Continue the article on SIM card fraud from its last sentence, adding the next few paragraphs.
(Beginning of Excerpt)
SIM card fraud has been on the rise in recent times. [File, Standard]

Earlier this year, I received at least three requests on my SIM line, in which some fraudsters somewhere were attempting to register new SIM cards using my national ID number.

The first SMS that I received from Safaricom service line 707 was delivered at 12:07pm. It read: “Dear customer, a new number 797XXXX08 is about to be registered under your ID number. Please reply with Yes to continue or NO to cancel the registration.”

I quickly pressed: “NO” and, immediately the service line sent back a receipt message, saying: “Dear customer, the new line registration request received under your ID has been cancelled. Thank you.”

The fraudsters, a few minutes apart, tried two other new registrations using my ID number. One of the numbers, Safaricom said, was 799XXXX24, while the other was 794XXXX20.

In the two subsequent registration attempts, I rejected the requests, as I did with the first. All that happened in a span of five minutes, or so.

After the third unsuccessful attempt, the fraudsters gave up.

That five-minute incident left me wondering “who could be having my ID card out there?” I lost my ID card sometime back, and replaced it promptly. But, it’s clear that someone has my ID details, and he or she is most likely out to commit a criminal activity using it, based on the botched SIM registration attempts that he or she made on Wednesday.

My reflexes drove me to Google, where I searched the Safaricom service line 707: what is it, and what happens if someone doesn’t respond promptly to the SIM registration commands?

Safaricom introduced the 707 feature in May 2020 that alerts you when someone tries to register a new SIM card with your ID number.

In case it is not you, you will reply with “NO”, and the registration will be stopped. The issue is then escalated to the Safaricom Risk Assessment team that will follow up, and eventually block the line used for this fraudulent activity.

The registration of the new line will not take place.

“If the customer chooses not to respond with either of the options given, the registration will not be completed,” Safaricom says on its website.

Both Safaricom and Airtel have a USSD code (*106#) that allows you to check whether there are other SIM lines registered in your name.


Sim-swap is the other phone-related fraud that has gained impetus of late.

It happens when someone convinces your mobile operator to switch your phone number over to a SIM card that a criminal possesses.

Hannington Oduor, a security system analyst at Kenya Power, disclosed to The Standard the tricks used by fraudsters to successfully conduct SIM swaps.
(End of Excerpt)
(Beginning of Supplied information)
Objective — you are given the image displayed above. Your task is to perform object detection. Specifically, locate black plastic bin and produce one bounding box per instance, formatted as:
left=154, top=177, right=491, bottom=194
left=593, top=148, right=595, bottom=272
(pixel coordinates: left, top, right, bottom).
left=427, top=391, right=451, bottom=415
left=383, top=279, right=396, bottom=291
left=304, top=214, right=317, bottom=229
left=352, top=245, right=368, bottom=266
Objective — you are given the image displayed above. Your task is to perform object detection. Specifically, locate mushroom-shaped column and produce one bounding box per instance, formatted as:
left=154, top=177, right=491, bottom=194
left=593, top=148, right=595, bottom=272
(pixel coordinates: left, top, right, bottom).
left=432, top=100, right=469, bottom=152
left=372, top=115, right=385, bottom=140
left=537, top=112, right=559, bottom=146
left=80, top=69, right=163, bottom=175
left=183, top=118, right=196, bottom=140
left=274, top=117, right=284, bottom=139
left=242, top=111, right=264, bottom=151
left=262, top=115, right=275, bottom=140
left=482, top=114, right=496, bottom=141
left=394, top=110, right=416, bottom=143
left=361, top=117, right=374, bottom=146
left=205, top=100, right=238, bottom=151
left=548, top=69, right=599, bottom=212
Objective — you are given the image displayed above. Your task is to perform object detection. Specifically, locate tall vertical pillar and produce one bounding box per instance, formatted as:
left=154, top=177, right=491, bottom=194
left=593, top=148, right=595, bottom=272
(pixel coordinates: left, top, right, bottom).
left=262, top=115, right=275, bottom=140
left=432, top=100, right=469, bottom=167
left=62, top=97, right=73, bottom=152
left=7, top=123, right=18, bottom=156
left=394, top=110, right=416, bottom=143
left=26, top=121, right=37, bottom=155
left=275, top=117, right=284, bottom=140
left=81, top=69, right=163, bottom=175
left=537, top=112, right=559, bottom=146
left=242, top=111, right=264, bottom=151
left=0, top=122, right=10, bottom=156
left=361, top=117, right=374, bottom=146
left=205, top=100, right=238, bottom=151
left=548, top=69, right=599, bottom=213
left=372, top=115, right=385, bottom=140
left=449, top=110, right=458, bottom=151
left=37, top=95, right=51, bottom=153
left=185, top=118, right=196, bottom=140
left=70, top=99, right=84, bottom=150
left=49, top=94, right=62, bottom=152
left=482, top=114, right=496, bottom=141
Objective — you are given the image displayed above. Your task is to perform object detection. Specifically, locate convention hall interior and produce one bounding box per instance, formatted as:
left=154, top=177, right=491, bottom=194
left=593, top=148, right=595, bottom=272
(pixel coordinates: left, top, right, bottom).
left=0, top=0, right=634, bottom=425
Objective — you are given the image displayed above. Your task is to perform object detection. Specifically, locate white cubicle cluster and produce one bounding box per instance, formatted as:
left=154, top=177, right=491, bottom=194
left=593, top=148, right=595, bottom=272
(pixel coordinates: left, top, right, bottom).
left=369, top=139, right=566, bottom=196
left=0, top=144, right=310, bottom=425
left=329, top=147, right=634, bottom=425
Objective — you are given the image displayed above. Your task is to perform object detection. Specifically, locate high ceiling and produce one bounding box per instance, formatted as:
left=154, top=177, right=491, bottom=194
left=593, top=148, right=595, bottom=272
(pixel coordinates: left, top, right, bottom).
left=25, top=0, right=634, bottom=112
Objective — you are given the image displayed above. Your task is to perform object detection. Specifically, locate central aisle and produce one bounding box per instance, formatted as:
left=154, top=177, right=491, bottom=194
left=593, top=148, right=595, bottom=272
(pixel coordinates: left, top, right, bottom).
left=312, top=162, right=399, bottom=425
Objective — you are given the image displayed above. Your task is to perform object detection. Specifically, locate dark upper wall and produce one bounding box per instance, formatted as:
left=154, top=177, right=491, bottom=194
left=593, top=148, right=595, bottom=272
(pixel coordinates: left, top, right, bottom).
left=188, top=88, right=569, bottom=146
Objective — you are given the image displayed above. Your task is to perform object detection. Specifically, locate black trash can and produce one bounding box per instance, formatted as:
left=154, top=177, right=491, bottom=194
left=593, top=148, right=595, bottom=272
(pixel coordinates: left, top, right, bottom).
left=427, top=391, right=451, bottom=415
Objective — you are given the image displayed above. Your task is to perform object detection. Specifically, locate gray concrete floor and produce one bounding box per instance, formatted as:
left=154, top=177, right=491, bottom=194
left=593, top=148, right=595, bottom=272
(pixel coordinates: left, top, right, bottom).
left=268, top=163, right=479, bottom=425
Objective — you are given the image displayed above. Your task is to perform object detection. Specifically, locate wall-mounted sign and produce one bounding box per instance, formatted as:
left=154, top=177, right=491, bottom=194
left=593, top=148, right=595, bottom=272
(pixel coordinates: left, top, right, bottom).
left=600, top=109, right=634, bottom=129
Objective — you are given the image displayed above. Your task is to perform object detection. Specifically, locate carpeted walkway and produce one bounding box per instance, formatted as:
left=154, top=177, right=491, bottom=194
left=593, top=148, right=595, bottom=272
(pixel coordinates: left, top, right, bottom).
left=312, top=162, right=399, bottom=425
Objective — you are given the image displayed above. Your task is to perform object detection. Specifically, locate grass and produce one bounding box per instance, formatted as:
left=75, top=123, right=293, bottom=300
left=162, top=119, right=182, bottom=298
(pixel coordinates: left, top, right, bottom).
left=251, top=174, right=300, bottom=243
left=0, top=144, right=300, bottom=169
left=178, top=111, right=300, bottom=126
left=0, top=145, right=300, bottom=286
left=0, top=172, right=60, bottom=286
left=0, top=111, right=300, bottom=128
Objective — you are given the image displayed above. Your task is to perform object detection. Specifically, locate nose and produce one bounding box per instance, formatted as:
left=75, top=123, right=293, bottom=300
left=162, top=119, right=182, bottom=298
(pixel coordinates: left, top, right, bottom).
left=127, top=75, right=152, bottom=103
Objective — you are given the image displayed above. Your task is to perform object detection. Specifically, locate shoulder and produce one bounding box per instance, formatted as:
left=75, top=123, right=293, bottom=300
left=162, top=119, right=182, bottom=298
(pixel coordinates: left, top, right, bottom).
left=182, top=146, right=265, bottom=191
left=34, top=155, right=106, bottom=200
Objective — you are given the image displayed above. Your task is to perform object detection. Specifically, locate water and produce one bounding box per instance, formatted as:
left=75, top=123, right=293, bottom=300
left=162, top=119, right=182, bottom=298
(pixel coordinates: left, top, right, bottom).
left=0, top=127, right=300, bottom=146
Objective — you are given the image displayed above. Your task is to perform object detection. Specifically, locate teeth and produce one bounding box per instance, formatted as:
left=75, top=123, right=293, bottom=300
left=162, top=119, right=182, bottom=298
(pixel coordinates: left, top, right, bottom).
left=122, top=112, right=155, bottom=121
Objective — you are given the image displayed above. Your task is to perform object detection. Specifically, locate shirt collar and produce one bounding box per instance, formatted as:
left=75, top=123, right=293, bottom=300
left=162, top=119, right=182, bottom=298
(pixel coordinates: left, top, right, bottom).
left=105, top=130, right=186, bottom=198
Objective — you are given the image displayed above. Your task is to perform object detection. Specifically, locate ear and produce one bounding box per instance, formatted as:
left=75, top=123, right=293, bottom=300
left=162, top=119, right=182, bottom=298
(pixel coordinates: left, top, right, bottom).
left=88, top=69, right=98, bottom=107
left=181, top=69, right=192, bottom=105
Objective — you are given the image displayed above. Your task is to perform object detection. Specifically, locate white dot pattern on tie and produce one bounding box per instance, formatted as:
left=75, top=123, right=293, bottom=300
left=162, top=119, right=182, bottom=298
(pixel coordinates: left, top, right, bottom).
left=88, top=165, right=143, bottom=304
(End of Supplied information)
__Reply__
SIM-swap basically is a form of identity theft. In other circles, it’s called impersonation. The fraudster would call you, and play mind games on you. For instance, after you’ve received the call, he or she will refer to you by your full name, saying they’re calling you from your network service provider,” said Oduor.

“They’ll thereafter read out your full ID number, and go ahead to ask you to confirm if the digits are correct. They do this to win your confidence. That’s what they want at Stage One, before continuing with the fraud.

“Stage Two of their deceit, is issuing out instructions. They’d be calm and patient, and you wouldn’t know that the commands that they’re making lead to them either getting more information about your mobile money, or allows them to activate the SIM-swap prompts,” added the cyber security expert.

“Most victims that I have interacted with said they remember being asked to dial the USSD code 33*0000*, while others said they were instructed to dial #253257# or ##72786#. These codes basically send a command that you’ve lost your SIM card, and are, therefore, initiating a swap process.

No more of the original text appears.